**WHAT IS REQUIRED:**
In the entries below, which lines run from the one with "sample | <point>678,13</point>" through the one with "sample | <point>151,269</point>"? Repeat exactly those, both included, and no pictures.

**EXCERPTED RECORDS:**
※ ※ ※
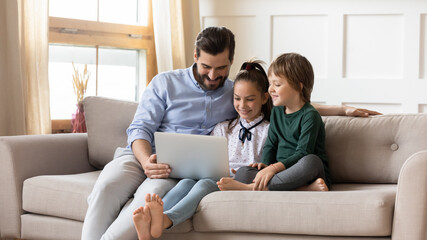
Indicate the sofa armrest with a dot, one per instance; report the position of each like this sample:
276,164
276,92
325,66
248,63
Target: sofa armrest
410,214
22,157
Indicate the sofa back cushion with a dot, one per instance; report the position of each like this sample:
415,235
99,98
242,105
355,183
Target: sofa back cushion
372,150
106,122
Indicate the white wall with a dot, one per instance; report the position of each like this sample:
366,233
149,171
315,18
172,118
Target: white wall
369,54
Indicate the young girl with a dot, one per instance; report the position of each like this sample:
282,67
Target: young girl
246,137
294,156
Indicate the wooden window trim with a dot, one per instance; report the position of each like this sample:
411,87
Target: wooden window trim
102,34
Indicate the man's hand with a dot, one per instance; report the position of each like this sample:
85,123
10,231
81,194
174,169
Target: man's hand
153,170
259,166
358,112
263,177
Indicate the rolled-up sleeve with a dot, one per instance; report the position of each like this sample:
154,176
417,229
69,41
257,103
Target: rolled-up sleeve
149,113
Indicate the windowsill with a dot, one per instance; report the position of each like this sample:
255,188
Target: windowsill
61,126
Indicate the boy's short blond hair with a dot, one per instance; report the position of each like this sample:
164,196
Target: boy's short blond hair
296,69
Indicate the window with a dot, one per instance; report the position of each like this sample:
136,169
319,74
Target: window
114,39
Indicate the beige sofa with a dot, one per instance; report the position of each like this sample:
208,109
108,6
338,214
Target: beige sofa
378,164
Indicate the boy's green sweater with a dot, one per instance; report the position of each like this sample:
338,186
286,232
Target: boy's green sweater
293,136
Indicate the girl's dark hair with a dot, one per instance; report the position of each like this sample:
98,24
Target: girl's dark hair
214,40
252,71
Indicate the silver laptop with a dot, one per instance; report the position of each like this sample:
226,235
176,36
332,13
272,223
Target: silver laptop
193,156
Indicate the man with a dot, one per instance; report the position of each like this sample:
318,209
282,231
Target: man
192,101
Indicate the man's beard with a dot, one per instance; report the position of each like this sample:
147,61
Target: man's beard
204,82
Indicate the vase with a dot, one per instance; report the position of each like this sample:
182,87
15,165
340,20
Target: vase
78,120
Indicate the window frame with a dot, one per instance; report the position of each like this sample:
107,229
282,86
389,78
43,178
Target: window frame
102,34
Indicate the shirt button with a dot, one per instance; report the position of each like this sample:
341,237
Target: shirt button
394,147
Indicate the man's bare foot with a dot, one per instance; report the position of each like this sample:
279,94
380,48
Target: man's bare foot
155,204
227,183
142,222
318,185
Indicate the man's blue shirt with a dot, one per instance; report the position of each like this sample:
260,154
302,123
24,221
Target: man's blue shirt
174,102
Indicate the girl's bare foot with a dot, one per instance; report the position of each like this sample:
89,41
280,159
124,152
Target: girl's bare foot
227,183
155,204
142,222
318,185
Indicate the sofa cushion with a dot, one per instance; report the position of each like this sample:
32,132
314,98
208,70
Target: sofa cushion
59,195
106,123
349,210
65,196
372,150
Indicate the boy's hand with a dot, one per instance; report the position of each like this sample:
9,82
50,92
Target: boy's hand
263,177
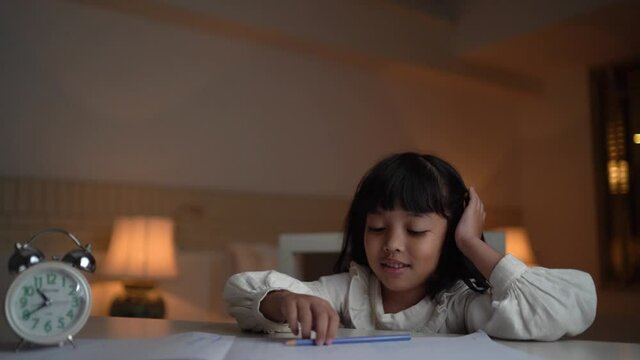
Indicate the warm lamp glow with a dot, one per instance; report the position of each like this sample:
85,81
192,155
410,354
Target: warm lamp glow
518,245
141,248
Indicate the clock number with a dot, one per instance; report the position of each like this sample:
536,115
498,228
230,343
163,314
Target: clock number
37,281
51,278
28,290
47,326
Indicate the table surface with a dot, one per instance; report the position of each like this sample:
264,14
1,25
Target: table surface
118,328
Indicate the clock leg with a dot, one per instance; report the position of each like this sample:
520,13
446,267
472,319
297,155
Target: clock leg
22,342
70,339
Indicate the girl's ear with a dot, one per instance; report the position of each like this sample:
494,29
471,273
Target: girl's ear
466,198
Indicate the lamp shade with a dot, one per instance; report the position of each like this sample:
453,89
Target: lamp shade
518,244
141,248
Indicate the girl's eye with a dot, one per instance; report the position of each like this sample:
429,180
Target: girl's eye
375,229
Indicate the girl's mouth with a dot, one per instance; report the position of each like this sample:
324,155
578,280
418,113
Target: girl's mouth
393,266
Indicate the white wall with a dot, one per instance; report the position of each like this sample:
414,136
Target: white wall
91,94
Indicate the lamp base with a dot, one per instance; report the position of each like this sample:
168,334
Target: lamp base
140,300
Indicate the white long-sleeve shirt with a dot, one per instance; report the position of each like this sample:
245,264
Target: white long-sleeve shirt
524,303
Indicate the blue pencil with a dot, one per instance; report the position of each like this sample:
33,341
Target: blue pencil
351,340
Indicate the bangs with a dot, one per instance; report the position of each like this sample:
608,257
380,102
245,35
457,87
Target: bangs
411,184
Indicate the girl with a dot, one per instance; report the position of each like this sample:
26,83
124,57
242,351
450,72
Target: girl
413,259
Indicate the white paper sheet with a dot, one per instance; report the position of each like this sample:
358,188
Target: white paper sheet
185,346
473,346
207,346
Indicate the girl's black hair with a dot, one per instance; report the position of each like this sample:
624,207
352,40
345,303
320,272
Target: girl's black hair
420,184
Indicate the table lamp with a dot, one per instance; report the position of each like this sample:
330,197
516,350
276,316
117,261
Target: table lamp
141,251
518,244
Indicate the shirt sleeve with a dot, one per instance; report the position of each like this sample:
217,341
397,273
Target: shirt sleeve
244,292
527,303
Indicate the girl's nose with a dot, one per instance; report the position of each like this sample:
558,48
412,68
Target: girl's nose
395,242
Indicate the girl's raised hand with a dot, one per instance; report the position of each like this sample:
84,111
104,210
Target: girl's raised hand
472,220
312,312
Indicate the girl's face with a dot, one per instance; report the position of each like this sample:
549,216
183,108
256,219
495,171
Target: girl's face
403,249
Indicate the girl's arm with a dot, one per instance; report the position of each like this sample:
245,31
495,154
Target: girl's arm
468,233
264,300
525,303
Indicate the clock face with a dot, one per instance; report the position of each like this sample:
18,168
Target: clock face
48,302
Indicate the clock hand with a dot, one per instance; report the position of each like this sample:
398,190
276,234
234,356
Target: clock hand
43,296
41,306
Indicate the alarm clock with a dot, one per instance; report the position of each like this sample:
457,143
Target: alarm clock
49,301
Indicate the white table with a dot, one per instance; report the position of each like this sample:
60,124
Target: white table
118,328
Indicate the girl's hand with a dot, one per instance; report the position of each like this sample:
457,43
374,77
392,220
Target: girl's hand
312,312
472,221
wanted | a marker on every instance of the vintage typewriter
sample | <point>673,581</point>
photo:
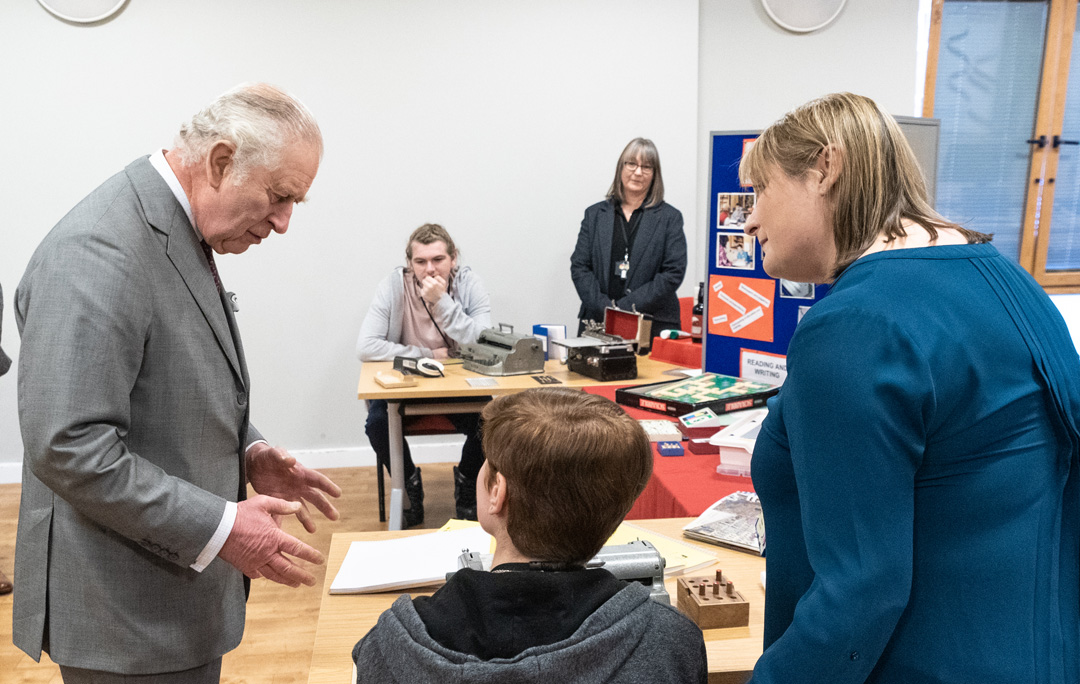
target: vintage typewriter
<point>503,352</point>
<point>602,356</point>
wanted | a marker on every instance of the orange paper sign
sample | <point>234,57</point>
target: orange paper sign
<point>741,307</point>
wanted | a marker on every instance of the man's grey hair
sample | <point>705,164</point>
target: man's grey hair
<point>258,118</point>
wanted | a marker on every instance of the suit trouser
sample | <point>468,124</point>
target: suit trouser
<point>378,432</point>
<point>210,673</point>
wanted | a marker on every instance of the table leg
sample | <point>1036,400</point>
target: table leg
<point>396,465</point>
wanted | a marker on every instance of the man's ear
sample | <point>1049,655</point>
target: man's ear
<point>218,162</point>
<point>828,165</point>
<point>497,495</point>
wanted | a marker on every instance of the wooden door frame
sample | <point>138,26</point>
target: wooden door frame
<point>1050,114</point>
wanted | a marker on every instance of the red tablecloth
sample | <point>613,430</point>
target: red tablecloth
<point>680,485</point>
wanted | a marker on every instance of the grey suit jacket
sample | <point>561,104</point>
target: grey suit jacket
<point>4,361</point>
<point>133,406</point>
<point>657,263</point>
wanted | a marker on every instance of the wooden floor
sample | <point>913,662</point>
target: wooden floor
<point>281,621</point>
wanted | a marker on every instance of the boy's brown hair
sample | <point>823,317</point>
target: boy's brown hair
<point>575,464</point>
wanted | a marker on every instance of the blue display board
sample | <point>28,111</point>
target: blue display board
<point>750,317</point>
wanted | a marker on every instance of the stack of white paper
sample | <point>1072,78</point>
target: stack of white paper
<point>414,561</point>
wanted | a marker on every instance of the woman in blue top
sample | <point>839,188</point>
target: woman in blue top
<point>918,471</point>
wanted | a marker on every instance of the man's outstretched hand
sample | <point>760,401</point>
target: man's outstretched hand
<point>273,471</point>
<point>258,547</point>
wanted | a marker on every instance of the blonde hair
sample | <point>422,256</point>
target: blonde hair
<point>644,148</point>
<point>879,184</point>
<point>428,233</point>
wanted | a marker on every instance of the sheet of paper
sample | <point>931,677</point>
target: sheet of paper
<point>415,561</point>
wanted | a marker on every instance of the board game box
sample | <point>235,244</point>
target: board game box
<point>723,393</point>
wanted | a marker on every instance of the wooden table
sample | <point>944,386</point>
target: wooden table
<point>345,619</point>
<point>455,385</point>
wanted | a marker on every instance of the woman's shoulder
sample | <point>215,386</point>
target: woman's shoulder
<point>603,205</point>
<point>665,210</point>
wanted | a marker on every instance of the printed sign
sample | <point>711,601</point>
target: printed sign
<point>741,307</point>
<point>763,366</point>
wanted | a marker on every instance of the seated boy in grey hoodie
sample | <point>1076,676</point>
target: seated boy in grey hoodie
<point>563,469</point>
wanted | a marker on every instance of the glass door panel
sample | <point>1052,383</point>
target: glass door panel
<point>986,96</point>
<point>1063,249</point>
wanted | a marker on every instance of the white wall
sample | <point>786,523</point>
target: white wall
<point>752,71</point>
<point>501,120</point>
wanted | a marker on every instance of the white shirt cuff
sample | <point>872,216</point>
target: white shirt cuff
<point>214,546</point>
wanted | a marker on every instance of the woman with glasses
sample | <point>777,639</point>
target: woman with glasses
<point>631,251</point>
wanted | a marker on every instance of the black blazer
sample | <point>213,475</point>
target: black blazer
<point>657,263</point>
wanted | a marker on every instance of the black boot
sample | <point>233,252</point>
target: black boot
<point>464,496</point>
<point>414,490</point>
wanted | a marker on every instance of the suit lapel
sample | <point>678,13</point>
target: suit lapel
<point>605,229</point>
<point>181,246</point>
<point>646,231</point>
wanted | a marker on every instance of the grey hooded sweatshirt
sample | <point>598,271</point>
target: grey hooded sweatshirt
<point>629,640</point>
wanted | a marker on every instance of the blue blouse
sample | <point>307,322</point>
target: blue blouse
<point>919,481</point>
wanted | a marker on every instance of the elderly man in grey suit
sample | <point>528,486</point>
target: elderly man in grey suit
<point>134,396</point>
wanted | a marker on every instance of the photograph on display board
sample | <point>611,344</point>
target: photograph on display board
<point>732,209</point>
<point>734,250</point>
<point>792,290</point>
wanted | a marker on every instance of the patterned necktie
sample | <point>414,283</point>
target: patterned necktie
<point>208,251</point>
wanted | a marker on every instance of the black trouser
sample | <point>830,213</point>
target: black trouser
<point>658,326</point>
<point>468,424</point>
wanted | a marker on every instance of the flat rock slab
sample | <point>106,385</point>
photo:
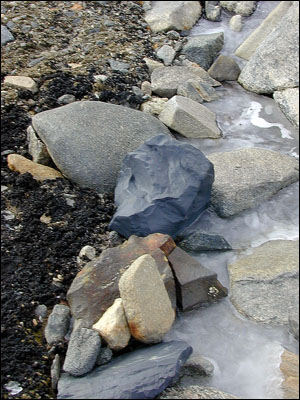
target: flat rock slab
<point>247,177</point>
<point>265,284</point>
<point>88,140</point>
<point>141,374</point>
<point>162,187</point>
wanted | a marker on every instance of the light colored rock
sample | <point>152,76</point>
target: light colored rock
<point>39,172</point>
<point>249,46</point>
<point>146,302</point>
<point>113,327</point>
<point>247,177</point>
<point>288,101</point>
<point>189,118</point>
<point>265,283</point>
<point>21,82</point>
<point>275,63</point>
<point>178,15</point>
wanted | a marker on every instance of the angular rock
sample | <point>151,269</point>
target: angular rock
<point>141,374</point>
<point>204,49</point>
<point>249,46</point>
<point>265,284</point>
<point>275,63</point>
<point>288,101</point>
<point>247,177</point>
<point>39,172</point>
<point>113,327</point>
<point>224,69</point>
<point>167,15</point>
<point>190,118</point>
<point>163,186</point>
<point>82,353</point>
<point>87,140</point>
<point>57,324</point>
<point>95,287</point>
<point>165,81</point>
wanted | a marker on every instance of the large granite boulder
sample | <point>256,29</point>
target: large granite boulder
<point>247,177</point>
<point>275,63</point>
<point>162,187</point>
<point>87,140</point>
<point>141,374</point>
<point>178,15</point>
<point>265,284</point>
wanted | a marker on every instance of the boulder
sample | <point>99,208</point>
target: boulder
<point>196,284</point>
<point>141,374</point>
<point>203,49</point>
<point>163,186</point>
<point>265,284</point>
<point>113,327</point>
<point>275,63</point>
<point>190,118</point>
<point>247,177</point>
<point>87,140</point>
<point>95,287</point>
<point>167,15</point>
<point>147,306</point>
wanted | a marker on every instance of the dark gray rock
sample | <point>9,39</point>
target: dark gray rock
<point>141,374</point>
<point>204,49</point>
<point>162,187</point>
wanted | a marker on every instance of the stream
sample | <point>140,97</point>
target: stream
<point>245,354</point>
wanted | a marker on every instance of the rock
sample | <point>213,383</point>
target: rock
<point>195,283</point>
<point>166,53</point>
<point>190,118</point>
<point>203,49</point>
<point>256,37</point>
<point>82,353</point>
<point>21,82</point>
<point>110,132</point>
<point>288,101</point>
<point>290,369</point>
<point>179,15</point>
<point>57,324</point>
<point>275,63</point>
<point>113,327</point>
<point>146,302</point>
<point>247,177</point>
<point>201,241</point>
<point>95,287</point>
<point>244,8</point>
<point>39,172</point>
<point>165,81</point>
<point>236,23</point>
<point>265,284</point>
<point>163,187</point>
<point>141,374</point>
<point>224,69</point>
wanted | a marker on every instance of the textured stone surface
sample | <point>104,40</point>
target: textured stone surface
<point>87,140</point>
<point>203,49</point>
<point>82,353</point>
<point>224,69</point>
<point>196,284</point>
<point>247,177</point>
<point>179,15</point>
<point>141,374</point>
<point>163,186</point>
<point>265,284</point>
<point>275,63</point>
<point>113,327</point>
<point>146,302</point>
<point>95,287</point>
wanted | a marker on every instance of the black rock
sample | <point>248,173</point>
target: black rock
<point>141,374</point>
<point>163,186</point>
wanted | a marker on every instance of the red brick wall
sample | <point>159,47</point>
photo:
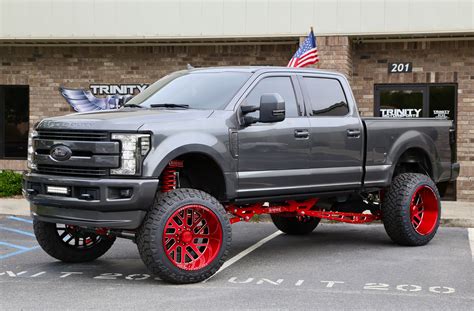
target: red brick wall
<point>44,69</point>
<point>433,62</point>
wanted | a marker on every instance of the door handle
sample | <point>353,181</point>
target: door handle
<point>353,133</point>
<point>302,134</point>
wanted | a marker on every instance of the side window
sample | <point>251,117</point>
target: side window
<point>280,85</point>
<point>326,96</point>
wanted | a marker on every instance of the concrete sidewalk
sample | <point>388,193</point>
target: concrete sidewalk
<point>454,214</point>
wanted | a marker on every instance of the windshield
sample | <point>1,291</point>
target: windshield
<point>198,90</point>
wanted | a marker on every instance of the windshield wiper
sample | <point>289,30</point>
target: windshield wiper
<point>133,105</point>
<point>168,105</point>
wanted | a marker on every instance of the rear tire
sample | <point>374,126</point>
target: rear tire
<point>295,226</point>
<point>185,237</point>
<point>411,209</point>
<point>70,243</point>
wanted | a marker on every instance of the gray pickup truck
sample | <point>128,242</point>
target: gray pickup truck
<point>203,148</point>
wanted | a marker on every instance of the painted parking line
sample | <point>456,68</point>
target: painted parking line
<point>17,231</point>
<point>20,249</point>
<point>245,252</point>
<point>29,221</point>
<point>470,232</point>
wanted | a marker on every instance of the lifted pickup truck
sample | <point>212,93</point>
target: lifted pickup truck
<point>203,148</point>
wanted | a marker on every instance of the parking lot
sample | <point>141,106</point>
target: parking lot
<point>336,267</point>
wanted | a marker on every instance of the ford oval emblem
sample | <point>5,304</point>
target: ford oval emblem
<point>61,153</point>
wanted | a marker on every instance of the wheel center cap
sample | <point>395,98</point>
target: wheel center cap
<point>186,236</point>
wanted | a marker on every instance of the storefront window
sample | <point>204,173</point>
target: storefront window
<point>14,121</point>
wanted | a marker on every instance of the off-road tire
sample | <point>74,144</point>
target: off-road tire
<point>150,235</point>
<point>294,226</point>
<point>396,215</point>
<point>48,238</point>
※ ※ ※
**WRITTEN RESPONSE:**
sample | <point>678,13</point>
target: suit lapel
<point>605,229</point>
<point>181,246</point>
<point>646,231</point>
wanted | a marker on every instance of the grey hooded sweatshirt
sample | <point>598,271</point>
target: grey hooded sweatshirt
<point>629,640</point>
wanted | a marker on every instance of the blue blouse
sample | <point>307,322</point>
target: blue blouse
<point>919,481</point>
wanted | a marker on every instance of the elderly man in grey suit
sample | <point>528,486</point>
target: elderly man in grey suit
<point>134,396</point>
wanted | a marker on every instance of the photograph on display board
sample | <point>611,344</point>
target: photograph on display board
<point>732,209</point>
<point>734,250</point>
<point>792,290</point>
wanted | a marker on every instance of the patterned necktie
sample | <point>414,283</point>
target: patterned necktie
<point>208,251</point>
wanted | a marker on every instance of the black trouser
sample | <point>830,213</point>
target: black trouser
<point>658,326</point>
<point>468,424</point>
wanted | a marker on every instance of the flat rock slab
sample | <point>106,385</point>
photo:
target: flat rock slab
<point>247,177</point>
<point>265,284</point>
<point>88,140</point>
<point>141,374</point>
<point>162,187</point>
wanted | a marker on every instance of the light colored rock
sample | <point>152,76</point>
target: light colored rock
<point>39,172</point>
<point>249,46</point>
<point>146,302</point>
<point>113,327</point>
<point>247,177</point>
<point>288,101</point>
<point>189,118</point>
<point>265,283</point>
<point>21,82</point>
<point>275,63</point>
<point>178,15</point>
wanted | a marker on every instance of the angular rock
sample | <point>151,269</point>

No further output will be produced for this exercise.